#### STATED GOAL:
Please output exactly the run of lines that starts at the line with "[indicate] black jacket" and ends at the last line of the records below.

○ ○ ○ ○ ○ ○ ○

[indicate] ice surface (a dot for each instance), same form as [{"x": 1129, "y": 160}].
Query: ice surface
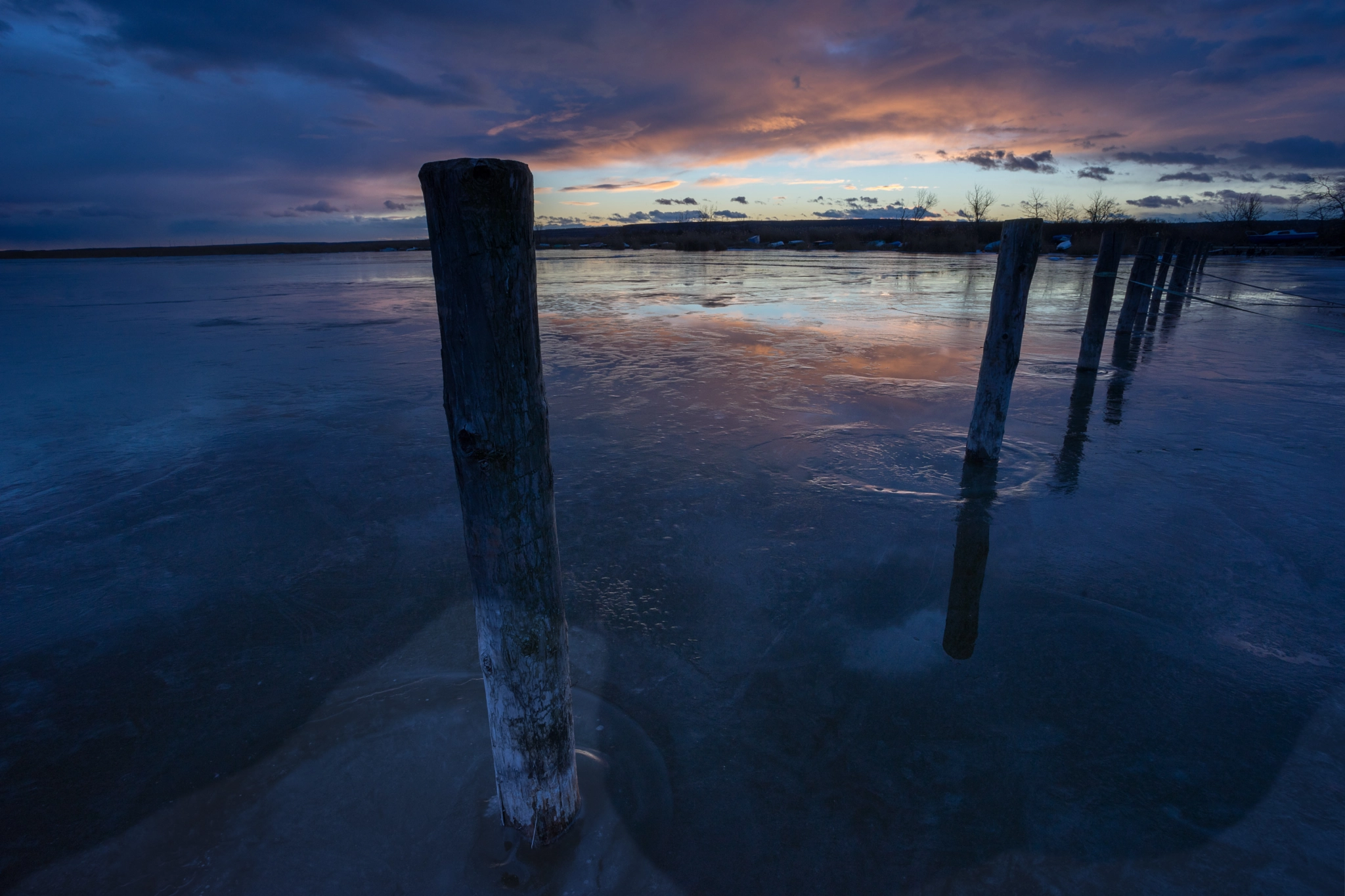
[{"x": 228, "y": 500}]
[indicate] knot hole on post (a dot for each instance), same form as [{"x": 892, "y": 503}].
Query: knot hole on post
[{"x": 466, "y": 441}]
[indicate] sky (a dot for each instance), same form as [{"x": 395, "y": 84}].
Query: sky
[{"x": 132, "y": 123}]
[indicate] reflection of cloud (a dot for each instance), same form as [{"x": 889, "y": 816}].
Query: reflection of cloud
[
  {"x": 623, "y": 187},
  {"x": 906, "y": 649}
]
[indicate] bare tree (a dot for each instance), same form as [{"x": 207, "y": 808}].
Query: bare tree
[
  {"x": 1296, "y": 207},
  {"x": 1061, "y": 210},
  {"x": 1101, "y": 209},
  {"x": 1247, "y": 209},
  {"x": 925, "y": 200},
  {"x": 1328, "y": 196},
  {"x": 978, "y": 203},
  {"x": 1036, "y": 205}
]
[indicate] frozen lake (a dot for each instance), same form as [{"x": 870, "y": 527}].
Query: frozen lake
[{"x": 228, "y": 519}]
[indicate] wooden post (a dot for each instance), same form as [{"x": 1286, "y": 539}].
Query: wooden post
[
  {"x": 481, "y": 232},
  {"x": 1019, "y": 245},
  {"x": 1161, "y": 277},
  {"x": 969, "y": 558},
  {"x": 1099, "y": 301},
  {"x": 1181, "y": 276},
  {"x": 1138, "y": 288}
]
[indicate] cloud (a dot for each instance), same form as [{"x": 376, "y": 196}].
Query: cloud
[
  {"x": 1040, "y": 163},
  {"x": 1195, "y": 177},
  {"x": 717, "y": 181},
  {"x": 772, "y": 124},
  {"x": 1161, "y": 202},
  {"x": 1270, "y": 199},
  {"x": 205, "y": 121},
  {"x": 623, "y": 187},
  {"x": 655, "y": 217},
  {"x": 1196, "y": 159},
  {"x": 1301, "y": 152}
]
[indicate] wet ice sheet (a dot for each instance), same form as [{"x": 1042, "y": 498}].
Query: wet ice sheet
[{"x": 228, "y": 490}]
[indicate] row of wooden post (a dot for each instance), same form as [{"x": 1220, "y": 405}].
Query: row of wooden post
[
  {"x": 1019, "y": 247},
  {"x": 479, "y": 213}
]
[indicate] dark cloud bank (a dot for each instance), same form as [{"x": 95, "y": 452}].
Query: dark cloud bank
[{"x": 307, "y": 120}]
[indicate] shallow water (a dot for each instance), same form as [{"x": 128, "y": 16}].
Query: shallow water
[{"x": 228, "y": 504}]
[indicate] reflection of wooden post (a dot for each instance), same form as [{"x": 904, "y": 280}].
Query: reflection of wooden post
[
  {"x": 1099, "y": 301},
  {"x": 1161, "y": 277},
  {"x": 1141, "y": 282},
  {"x": 481, "y": 232},
  {"x": 1076, "y": 429},
  {"x": 1019, "y": 245},
  {"x": 969, "y": 558}
]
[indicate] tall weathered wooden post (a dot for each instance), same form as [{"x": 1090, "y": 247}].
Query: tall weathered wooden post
[
  {"x": 1137, "y": 291},
  {"x": 1161, "y": 277},
  {"x": 1020, "y": 241},
  {"x": 481, "y": 233},
  {"x": 1099, "y": 301}
]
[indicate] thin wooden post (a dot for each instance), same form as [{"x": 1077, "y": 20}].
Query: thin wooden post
[
  {"x": 1161, "y": 277},
  {"x": 969, "y": 558},
  {"x": 1099, "y": 301},
  {"x": 481, "y": 232},
  {"x": 1137, "y": 291},
  {"x": 1020, "y": 242},
  {"x": 1183, "y": 269}
]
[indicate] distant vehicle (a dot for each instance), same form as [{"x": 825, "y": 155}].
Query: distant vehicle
[{"x": 1281, "y": 237}]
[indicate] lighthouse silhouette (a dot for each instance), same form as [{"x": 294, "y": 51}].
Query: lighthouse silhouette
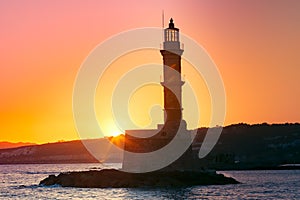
[{"x": 151, "y": 140}]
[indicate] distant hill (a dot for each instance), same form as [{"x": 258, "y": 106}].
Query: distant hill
[
  {"x": 240, "y": 146},
  {"x": 7, "y": 145},
  {"x": 259, "y": 146}
]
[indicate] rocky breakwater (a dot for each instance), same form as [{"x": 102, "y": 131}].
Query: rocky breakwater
[{"x": 111, "y": 178}]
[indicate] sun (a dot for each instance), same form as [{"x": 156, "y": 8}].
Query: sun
[{"x": 116, "y": 133}]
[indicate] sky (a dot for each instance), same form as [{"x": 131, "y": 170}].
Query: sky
[{"x": 255, "y": 45}]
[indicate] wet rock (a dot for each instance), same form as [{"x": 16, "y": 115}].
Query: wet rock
[{"x": 111, "y": 178}]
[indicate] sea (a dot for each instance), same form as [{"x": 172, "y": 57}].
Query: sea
[{"x": 22, "y": 182}]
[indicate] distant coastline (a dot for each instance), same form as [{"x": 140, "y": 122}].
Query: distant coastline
[{"x": 240, "y": 147}]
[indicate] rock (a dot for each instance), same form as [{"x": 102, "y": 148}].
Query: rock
[{"x": 111, "y": 178}]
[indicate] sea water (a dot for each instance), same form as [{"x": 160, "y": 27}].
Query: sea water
[{"x": 21, "y": 182}]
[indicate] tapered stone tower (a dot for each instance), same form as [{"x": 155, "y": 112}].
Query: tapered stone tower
[
  {"x": 172, "y": 83},
  {"x": 174, "y": 127}
]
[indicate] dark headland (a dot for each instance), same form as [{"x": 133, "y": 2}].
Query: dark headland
[{"x": 112, "y": 178}]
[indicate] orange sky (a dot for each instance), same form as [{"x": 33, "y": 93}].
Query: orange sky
[{"x": 254, "y": 43}]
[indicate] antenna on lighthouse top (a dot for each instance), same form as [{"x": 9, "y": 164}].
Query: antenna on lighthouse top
[
  {"x": 163, "y": 19},
  {"x": 163, "y": 25}
]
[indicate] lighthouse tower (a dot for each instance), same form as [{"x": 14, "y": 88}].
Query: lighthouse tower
[
  {"x": 174, "y": 127},
  {"x": 172, "y": 82}
]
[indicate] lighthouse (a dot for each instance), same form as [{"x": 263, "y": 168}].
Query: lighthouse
[
  {"x": 172, "y": 83},
  {"x": 174, "y": 127}
]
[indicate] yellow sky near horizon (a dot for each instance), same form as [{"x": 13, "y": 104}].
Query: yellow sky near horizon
[{"x": 255, "y": 45}]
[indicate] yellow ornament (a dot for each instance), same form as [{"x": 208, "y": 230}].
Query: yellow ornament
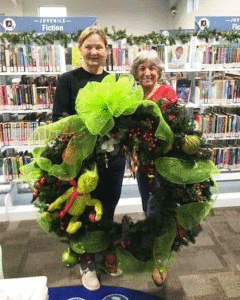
[{"x": 87, "y": 183}]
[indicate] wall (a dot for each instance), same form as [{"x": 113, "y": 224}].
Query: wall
[
  {"x": 137, "y": 16},
  {"x": 206, "y": 8}
]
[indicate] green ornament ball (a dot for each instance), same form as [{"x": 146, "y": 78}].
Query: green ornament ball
[
  {"x": 69, "y": 259},
  {"x": 191, "y": 144}
]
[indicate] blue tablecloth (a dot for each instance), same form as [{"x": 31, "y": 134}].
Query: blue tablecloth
[{"x": 104, "y": 293}]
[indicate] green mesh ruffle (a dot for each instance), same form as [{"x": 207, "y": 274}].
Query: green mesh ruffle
[
  {"x": 181, "y": 171},
  {"x": 97, "y": 104}
]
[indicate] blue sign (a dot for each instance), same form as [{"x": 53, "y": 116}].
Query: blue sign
[
  {"x": 218, "y": 23},
  {"x": 46, "y": 24},
  {"x": 115, "y": 297}
]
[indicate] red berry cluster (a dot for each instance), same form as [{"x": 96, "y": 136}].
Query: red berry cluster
[
  {"x": 146, "y": 136},
  {"x": 198, "y": 188},
  {"x": 37, "y": 187},
  {"x": 65, "y": 138},
  {"x": 126, "y": 243},
  {"x": 168, "y": 103}
]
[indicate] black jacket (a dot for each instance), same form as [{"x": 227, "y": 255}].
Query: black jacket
[{"x": 68, "y": 86}]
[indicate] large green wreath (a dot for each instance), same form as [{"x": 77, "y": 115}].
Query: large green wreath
[{"x": 112, "y": 117}]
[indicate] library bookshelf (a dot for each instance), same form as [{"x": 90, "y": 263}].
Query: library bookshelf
[{"x": 23, "y": 111}]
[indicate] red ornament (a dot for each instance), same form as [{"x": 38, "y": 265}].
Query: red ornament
[
  {"x": 197, "y": 187},
  {"x": 113, "y": 134},
  {"x": 179, "y": 192},
  {"x": 58, "y": 183},
  {"x": 35, "y": 193},
  {"x": 171, "y": 117},
  {"x": 199, "y": 198},
  {"x": 92, "y": 217},
  {"x": 110, "y": 258},
  {"x": 37, "y": 185},
  {"x": 42, "y": 180}
]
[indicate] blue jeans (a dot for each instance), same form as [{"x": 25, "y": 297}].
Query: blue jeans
[{"x": 109, "y": 187}]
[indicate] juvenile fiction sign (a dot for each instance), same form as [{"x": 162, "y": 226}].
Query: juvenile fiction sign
[
  {"x": 219, "y": 23},
  {"x": 45, "y": 25}
]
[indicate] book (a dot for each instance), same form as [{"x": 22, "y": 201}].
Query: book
[{"x": 183, "y": 90}]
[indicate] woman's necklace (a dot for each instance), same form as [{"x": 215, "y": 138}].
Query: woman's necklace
[{"x": 149, "y": 94}]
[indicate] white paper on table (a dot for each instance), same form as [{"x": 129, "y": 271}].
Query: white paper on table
[{"x": 28, "y": 288}]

○ ○ ○ ○ ○ ○ ○

#### FULL ANSWER:
[indicate] black jacket (a dot for each instance), same form as [{"x": 227, "y": 255}].
Query: black jacket
[{"x": 68, "y": 86}]
[indicate] large green wreath (a dot for each instance), same form as [{"x": 77, "y": 115}].
Query: large green wreath
[{"x": 112, "y": 117}]
[indicate] library bookshelf (a dot for each instance), same form as [{"x": 90, "y": 263}].
Query: library bookshelf
[{"x": 23, "y": 111}]
[indicate] red ornament (a dot for each instance), same form as [{"x": 38, "y": 265}].
Query: red ornament
[
  {"x": 197, "y": 187},
  {"x": 113, "y": 134},
  {"x": 179, "y": 192},
  {"x": 58, "y": 183},
  {"x": 35, "y": 193},
  {"x": 171, "y": 117},
  {"x": 199, "y": 198},
  {"x": 92, "y": 217},
  {"x": 110, "y": 258},
  {"x": 37, "y": 185},
  {"x": 42, "y": 180}
]
[indicate] blue jeans (a dot for each instance), same form as [{"x": 25, "y": 297}].
Query: blue jeans
[{"x": 109, "y": 187}]
[indicate] juvenile fiction sign (a dot for each instance), same form as [{"x": 162, "y": 226}].
Query: juvenile fiction sign
[
  {"x": 219, "y": 23},
  {"x": 45, "y": 25}
]
[indicate] book (a dot for each instance), same form as [{"x": 22, "y": 201}].
Query: book
[{"x": 183, "y": 90}]
[indicate] woman's necklace (a dot for each instance), same form as [{"x": 215, "y": 138}].
Query: woman's necklace
[{"x": 149, "y": 94}]
[indicate] white paper on table (a dot for each instance), same form as [{"x": 129, "y": 271}].
Query: white paper on table
[{"x": 28, "y": 288}]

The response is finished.